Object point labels
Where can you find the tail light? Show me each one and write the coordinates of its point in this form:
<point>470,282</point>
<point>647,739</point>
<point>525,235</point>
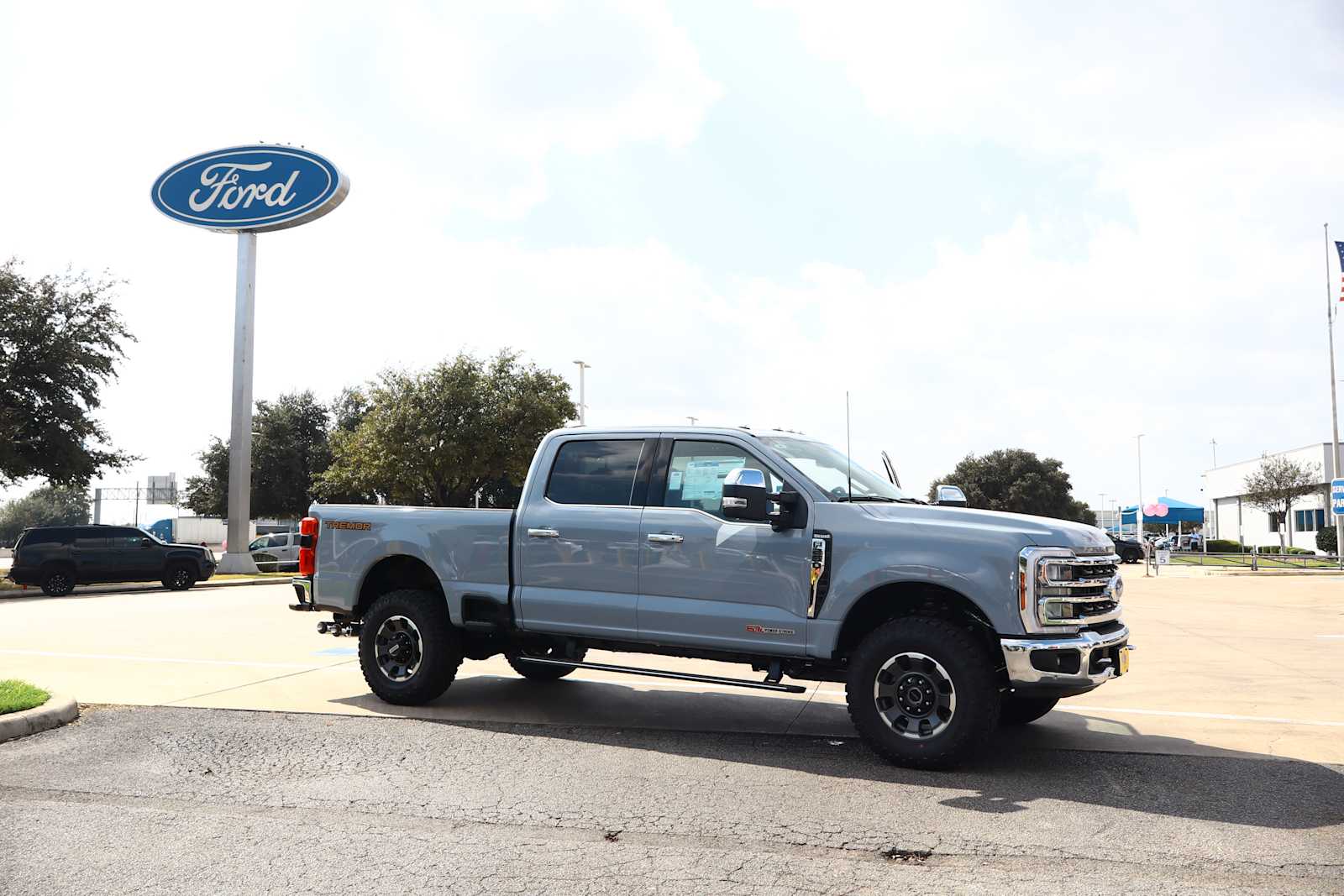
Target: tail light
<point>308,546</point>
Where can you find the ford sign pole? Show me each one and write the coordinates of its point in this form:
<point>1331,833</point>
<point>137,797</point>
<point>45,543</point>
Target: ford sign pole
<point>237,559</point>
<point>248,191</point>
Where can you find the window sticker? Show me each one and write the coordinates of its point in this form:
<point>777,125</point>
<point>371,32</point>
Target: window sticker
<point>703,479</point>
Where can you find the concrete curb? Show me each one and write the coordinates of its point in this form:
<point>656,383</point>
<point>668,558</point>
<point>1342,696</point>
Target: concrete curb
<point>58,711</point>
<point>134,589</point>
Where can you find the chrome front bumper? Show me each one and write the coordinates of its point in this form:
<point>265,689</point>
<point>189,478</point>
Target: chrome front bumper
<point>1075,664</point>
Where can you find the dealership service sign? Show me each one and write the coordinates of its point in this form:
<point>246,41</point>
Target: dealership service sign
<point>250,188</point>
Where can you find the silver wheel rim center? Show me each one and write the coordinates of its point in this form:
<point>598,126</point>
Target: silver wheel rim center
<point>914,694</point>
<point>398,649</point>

• [Your instructions]: Rewrite the items from the line containing "Where can you find the concrete" through the end of the items, swapping "Target" for "Object" and leaving everything else unchanged.

• [Exercise output]:
Where can you find the concrete curb? Show me each one and write the coordinates of its point in this form:
<point>656,383</point>
<point>668,558</point>
<point>1342,696</point>
Object: concrete curb
<point>58,711</point>
<point>134,589</point>
Where can you find the chrome front bumper? Show me each one and write the coordinates of its point in this form:
<point>265,689</point>
<point>189,478</point>
Object: chrome front bumper
<point>1075,664</point>
Where can you find the dealership service sign? Show me each one and write the coordinates of its point in this form:
<point>246,41</point>
Object: dealership service sign
<point>250,188</point>
Where can you find the silver wheel rim center? Show me each one and write the coordinates of its point in this form:
<point>598,126</point>
Object: silver wheel rim center
<point>914,694</point>
<point>398,649</point>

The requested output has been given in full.